— BEGIN —
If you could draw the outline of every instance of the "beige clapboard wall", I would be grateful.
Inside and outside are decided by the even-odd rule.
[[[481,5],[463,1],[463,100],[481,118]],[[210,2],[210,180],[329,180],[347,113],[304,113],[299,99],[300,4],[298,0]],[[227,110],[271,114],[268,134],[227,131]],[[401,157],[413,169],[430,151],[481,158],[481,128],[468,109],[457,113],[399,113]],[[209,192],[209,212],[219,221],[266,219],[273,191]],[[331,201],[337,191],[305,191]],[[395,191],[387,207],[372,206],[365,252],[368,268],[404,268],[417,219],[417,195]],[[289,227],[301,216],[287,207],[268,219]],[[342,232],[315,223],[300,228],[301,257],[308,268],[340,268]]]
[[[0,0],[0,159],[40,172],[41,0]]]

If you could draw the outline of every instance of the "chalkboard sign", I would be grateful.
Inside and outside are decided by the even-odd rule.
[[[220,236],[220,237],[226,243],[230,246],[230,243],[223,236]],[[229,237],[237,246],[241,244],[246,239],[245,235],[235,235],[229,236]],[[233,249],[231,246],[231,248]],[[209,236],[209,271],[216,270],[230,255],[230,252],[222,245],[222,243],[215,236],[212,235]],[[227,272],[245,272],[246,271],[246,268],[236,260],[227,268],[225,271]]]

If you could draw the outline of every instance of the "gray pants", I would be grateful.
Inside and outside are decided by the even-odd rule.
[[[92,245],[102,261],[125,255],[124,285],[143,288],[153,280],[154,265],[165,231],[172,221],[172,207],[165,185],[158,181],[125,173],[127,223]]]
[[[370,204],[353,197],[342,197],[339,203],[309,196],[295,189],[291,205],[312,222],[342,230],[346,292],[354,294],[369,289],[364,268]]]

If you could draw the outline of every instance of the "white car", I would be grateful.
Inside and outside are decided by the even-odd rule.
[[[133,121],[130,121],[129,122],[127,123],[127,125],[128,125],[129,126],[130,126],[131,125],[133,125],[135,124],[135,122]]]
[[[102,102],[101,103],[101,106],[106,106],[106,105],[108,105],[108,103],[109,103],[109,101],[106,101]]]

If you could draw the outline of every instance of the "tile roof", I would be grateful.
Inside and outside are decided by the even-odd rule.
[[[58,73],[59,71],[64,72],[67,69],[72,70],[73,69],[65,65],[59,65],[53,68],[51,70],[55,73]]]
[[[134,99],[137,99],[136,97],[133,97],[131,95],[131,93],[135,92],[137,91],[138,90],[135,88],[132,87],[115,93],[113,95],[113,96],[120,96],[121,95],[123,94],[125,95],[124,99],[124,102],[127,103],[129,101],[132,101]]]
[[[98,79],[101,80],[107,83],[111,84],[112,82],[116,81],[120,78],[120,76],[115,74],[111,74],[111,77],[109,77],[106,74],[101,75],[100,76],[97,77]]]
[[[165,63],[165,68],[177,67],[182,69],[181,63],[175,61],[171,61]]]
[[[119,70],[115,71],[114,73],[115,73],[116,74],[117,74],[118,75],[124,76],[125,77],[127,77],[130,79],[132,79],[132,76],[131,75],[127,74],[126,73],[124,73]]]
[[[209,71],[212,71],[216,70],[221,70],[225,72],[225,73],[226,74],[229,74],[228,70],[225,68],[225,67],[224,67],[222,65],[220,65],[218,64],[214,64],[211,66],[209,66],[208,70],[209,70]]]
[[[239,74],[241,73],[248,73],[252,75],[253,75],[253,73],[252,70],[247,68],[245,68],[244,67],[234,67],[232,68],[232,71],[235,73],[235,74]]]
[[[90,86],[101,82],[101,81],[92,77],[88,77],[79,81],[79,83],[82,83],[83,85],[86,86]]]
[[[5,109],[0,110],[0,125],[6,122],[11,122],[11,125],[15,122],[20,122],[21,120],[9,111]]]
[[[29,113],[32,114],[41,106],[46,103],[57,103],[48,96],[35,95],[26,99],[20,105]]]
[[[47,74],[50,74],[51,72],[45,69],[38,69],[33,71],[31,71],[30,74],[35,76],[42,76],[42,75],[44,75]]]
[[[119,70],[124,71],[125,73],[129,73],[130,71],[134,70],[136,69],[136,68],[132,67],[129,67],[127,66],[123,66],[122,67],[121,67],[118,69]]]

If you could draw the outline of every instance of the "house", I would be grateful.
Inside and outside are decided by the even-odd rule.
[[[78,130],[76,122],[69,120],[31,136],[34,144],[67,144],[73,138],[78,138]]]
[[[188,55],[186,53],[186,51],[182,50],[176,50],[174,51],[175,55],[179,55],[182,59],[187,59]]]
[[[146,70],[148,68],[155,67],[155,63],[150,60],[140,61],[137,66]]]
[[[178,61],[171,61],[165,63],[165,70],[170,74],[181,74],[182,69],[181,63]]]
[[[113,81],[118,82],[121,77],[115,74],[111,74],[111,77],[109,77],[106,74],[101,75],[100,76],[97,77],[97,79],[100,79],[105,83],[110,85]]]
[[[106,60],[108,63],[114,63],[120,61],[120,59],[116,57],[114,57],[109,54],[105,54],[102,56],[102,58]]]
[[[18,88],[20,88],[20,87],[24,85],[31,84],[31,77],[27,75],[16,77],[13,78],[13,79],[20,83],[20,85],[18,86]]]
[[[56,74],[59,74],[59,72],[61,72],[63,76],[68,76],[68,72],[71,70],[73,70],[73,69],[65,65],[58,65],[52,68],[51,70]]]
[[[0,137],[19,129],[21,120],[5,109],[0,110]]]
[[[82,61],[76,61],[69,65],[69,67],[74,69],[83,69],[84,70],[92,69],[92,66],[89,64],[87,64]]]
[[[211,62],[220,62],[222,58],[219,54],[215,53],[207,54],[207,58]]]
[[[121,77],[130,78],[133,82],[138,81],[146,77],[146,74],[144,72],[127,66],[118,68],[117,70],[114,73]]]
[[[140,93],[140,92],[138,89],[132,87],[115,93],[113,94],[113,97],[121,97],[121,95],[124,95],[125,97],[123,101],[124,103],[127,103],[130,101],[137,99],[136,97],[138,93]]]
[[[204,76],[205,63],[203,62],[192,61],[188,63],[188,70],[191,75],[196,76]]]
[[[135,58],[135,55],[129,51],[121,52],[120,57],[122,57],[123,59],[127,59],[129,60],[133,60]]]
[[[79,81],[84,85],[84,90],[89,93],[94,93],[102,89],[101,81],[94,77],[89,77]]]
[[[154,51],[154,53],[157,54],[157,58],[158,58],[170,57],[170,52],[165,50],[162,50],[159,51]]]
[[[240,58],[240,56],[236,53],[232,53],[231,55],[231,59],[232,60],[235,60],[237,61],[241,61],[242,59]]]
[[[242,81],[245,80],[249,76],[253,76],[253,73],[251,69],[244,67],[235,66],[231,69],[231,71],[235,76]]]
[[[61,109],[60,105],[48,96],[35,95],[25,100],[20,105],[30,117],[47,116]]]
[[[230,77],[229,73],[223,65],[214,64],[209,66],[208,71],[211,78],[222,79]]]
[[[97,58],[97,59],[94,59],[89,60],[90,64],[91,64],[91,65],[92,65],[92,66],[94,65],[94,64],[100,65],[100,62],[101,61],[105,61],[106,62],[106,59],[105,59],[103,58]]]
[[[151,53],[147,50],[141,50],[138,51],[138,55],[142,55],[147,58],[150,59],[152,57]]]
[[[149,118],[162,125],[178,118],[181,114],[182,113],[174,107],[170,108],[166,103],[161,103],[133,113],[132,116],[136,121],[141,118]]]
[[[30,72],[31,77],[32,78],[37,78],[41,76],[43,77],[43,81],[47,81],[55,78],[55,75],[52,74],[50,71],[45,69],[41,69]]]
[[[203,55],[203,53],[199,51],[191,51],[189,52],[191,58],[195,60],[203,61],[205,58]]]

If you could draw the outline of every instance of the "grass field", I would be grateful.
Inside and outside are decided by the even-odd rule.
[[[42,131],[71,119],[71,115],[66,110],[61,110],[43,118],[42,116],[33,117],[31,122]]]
— END —
GOAL
Pull out every line in the items above that contains the word "outline".

RESULT OF THE EXERCISE
If you could draw the outline of every instance of the "beige clapboard wall", I would be grateful.
If you could draw the outline of every instance of the "chalkboard sign", I would be grateful.
If you could draw the outline of every instance of the "gray pants", I would be grateful.
If you could draw the outline of every instance of the "white car", I would be grateful.
If you could draw the outline of every instance of the "tile roof", I would be grateful.
If you could draw the outline of every instance of the "house", I would be grateful.
If you could draw the outline of every instance of the "grass field", I would be grateful.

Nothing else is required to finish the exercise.